** start DOCUMENT SECTION **
CODEWITHSUNDEEP
javascriptphpjqueryjsonajax
Peter Kim
Peter Kim

Reputation: 13

Jquery AJAX not taking in JSON from the php file

I have been trying to fetch data from the server using jquery .ajax function. However it's not working whenever I give data Type as JSON.

It works fine when I don't define dataType, but I need dataType to be JSON..

Below are the codes.

Practice.php

<!DOCTYPE html>
    <html>
      <head>
        <meta charset="utf-8">
        <title>Practice</title>

        <?php
          require("db.php");
         ?>
         <script src="https://ajax.googleapis.com/ajax/libs/jquery/3.2.1/jquery.min.js"></script>

      </head>
      <body>
        <div>Why doesn't it work..</div>
        <div id="demo"></div>
        <button type="button" id="button" name="button">button</button>
      </body>
      <script>
      //Load table
      $('#button').on('click', function(){
        // var please = 1;
        $.ajax({
          type: 'POST',
          url: 'AJAX.php',
          // data: {id: please},
          dataType: 'json',
          success: function(data) {
            $('#demo').text('Worked!');
            console.log(data);
          },
          error: function(error) {
            $('#demo').text('Error : ' + error);
            console.log(error);
          }
        });
      });
      </script>

    </html>

AJAX.php

<!DOCTYPE html>
    <html>
      <head>
        <meta charset="utf-8">
        <title>Ajax Practice</title>

        <?php
          require("db.php");
         ?>

      </head>
      <body>

      <?php
        if (isset($_POST["id"])) {
          $id = $_POST["id"];
        } else {
          $id = 1;
        }
        $stmt = $conn->prepare("SELECT * FROM projects WHERE id=$id");
        $stmt->execute();
        $all = $stmt->fetchAll(PDO::FETCH_ASSOC);
        $all = json_encode($all);

        echo $all;

       ?>

      </body>

    </html>

And here is the result of the echo..

   [  
       {  
          "Project":"BPM",
          "Date":"2018-03-02 00:00:00",
          "Manager":"Someone",
          "Status":"2",
          "ID":"1",
          "Counter":null
       }
    ]

I'm pretty new to Jquery and web programming generally.. Please advise, your help is greatly appreciated.

Upvotes: 1

Views: 190

Answers (4)

Carl Sare
Carl Sare

Reputation: 191

You need to parse it in your AJAX. Try this...
** end DOCUMENT SECTION **
SET TASKS —
a: Answer these questions about the thread:
(i) Which jQuery version does Practice.php load?
(ii) What value does AJAX.php give $id when no id is posted?
(iii) What is the "Project" value in the echoed result?
b: Rename "server" to "backend" in the thread, and write out everything from "CODEWITHSUNDEEP" down to "are the codes." with that change.
** start LISTING **
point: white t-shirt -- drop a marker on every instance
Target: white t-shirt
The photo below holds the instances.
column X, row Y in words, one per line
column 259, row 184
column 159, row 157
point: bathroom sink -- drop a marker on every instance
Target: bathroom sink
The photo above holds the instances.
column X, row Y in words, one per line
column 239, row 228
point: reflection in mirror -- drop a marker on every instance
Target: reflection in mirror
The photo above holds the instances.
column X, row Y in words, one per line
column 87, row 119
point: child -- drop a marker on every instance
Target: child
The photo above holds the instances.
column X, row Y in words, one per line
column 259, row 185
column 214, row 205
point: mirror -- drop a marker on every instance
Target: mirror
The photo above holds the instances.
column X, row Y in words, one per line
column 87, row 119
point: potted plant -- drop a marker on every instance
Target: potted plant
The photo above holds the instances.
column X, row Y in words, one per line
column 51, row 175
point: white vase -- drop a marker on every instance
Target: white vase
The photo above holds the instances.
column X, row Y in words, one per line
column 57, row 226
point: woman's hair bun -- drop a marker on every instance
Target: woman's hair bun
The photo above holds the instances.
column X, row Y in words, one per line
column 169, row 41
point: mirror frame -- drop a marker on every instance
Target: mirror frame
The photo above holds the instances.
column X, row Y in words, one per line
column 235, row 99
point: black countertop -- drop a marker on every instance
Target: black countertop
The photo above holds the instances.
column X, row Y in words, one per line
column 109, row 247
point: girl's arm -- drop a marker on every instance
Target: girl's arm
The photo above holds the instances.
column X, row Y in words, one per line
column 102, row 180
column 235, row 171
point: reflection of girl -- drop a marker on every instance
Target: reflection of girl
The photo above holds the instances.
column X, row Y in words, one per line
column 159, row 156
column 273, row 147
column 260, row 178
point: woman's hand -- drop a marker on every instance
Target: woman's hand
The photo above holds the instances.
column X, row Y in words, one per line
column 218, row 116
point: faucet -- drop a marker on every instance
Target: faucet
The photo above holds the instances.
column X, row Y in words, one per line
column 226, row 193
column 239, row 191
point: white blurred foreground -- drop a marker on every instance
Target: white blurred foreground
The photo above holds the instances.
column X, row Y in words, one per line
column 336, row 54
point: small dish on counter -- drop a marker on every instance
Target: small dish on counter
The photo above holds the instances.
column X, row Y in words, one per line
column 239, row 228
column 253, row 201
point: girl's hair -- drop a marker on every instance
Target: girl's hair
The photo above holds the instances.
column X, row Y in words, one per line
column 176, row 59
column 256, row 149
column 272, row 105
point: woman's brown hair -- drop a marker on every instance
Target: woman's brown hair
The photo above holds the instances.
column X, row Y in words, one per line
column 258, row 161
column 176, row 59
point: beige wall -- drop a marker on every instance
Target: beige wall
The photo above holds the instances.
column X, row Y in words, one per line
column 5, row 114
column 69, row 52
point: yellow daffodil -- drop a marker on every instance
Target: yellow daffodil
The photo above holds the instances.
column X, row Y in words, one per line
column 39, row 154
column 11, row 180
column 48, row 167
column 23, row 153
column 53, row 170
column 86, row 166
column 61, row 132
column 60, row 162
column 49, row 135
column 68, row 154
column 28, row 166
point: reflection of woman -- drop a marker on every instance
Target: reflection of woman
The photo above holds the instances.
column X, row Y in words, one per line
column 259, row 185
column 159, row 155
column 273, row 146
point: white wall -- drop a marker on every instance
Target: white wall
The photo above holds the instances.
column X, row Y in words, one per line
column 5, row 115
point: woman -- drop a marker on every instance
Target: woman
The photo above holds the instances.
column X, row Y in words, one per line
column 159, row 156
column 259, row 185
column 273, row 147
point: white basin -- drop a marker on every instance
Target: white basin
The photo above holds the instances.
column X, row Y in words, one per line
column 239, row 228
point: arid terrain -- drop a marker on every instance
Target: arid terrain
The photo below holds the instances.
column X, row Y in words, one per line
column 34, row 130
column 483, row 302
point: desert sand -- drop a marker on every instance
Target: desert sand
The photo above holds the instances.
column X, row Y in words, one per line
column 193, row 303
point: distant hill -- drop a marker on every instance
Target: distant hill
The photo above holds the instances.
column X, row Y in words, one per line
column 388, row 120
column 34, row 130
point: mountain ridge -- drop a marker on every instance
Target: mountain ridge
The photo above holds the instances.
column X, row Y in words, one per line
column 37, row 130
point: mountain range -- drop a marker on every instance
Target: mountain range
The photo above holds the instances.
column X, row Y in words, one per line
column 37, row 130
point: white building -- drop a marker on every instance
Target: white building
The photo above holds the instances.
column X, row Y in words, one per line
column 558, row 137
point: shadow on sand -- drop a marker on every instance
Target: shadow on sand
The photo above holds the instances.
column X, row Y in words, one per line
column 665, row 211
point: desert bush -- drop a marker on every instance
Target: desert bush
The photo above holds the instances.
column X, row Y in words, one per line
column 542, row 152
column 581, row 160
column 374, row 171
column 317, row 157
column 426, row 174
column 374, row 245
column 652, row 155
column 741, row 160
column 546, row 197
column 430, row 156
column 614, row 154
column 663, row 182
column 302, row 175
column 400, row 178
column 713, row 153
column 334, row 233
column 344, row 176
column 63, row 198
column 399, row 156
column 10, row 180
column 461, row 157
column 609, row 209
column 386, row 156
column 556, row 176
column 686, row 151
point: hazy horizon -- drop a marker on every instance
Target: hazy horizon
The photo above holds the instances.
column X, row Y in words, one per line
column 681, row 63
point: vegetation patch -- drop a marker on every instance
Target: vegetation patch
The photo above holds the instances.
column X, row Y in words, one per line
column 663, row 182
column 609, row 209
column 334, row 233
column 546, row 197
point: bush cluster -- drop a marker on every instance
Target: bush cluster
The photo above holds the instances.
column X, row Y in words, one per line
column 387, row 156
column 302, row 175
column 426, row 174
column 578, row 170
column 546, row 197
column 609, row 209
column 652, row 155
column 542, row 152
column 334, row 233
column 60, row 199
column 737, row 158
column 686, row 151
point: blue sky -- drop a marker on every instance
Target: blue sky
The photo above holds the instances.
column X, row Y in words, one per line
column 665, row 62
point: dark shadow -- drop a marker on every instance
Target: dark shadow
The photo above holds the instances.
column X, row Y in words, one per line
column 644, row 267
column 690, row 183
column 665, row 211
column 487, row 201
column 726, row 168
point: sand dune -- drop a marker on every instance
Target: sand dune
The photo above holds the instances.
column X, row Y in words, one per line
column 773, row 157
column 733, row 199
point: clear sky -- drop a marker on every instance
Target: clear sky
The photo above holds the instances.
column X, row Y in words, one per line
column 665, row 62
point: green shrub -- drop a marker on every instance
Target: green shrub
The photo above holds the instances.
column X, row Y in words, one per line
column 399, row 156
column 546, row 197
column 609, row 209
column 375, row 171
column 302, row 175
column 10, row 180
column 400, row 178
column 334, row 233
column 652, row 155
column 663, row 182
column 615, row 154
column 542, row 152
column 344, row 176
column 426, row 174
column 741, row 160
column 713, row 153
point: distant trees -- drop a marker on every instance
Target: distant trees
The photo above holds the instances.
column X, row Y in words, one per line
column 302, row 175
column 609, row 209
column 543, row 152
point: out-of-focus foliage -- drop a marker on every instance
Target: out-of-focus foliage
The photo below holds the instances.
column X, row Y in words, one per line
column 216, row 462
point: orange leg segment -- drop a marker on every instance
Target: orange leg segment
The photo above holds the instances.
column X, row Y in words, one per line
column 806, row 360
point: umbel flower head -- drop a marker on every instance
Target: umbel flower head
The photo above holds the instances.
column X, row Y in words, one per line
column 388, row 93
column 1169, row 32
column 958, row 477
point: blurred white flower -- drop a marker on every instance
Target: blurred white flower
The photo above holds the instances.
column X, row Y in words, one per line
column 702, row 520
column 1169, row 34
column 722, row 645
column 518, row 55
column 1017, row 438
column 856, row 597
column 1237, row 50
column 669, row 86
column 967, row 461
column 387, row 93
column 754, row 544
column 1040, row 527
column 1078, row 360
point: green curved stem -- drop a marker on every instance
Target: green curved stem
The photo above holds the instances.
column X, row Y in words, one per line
** end LISTING **
OUTPUTS FOR THE TASKS —
a:
(i) 3.2.1
(ii) 1
(iii) BPM

b:
CODEWITHSUNDEEP
javascriptphpjqueryjsonajax
Peter Kim
Peter Kim

Reputation: 13

Jquery AJAX not taking in JSON from the php file

I have been trying to fetch data from the backend using jquery .ajax function. However it's not working whenever I give data Type as JSON.

It works fine when I don't define dataType, but I need dataType to be JSON..

Below are the codes.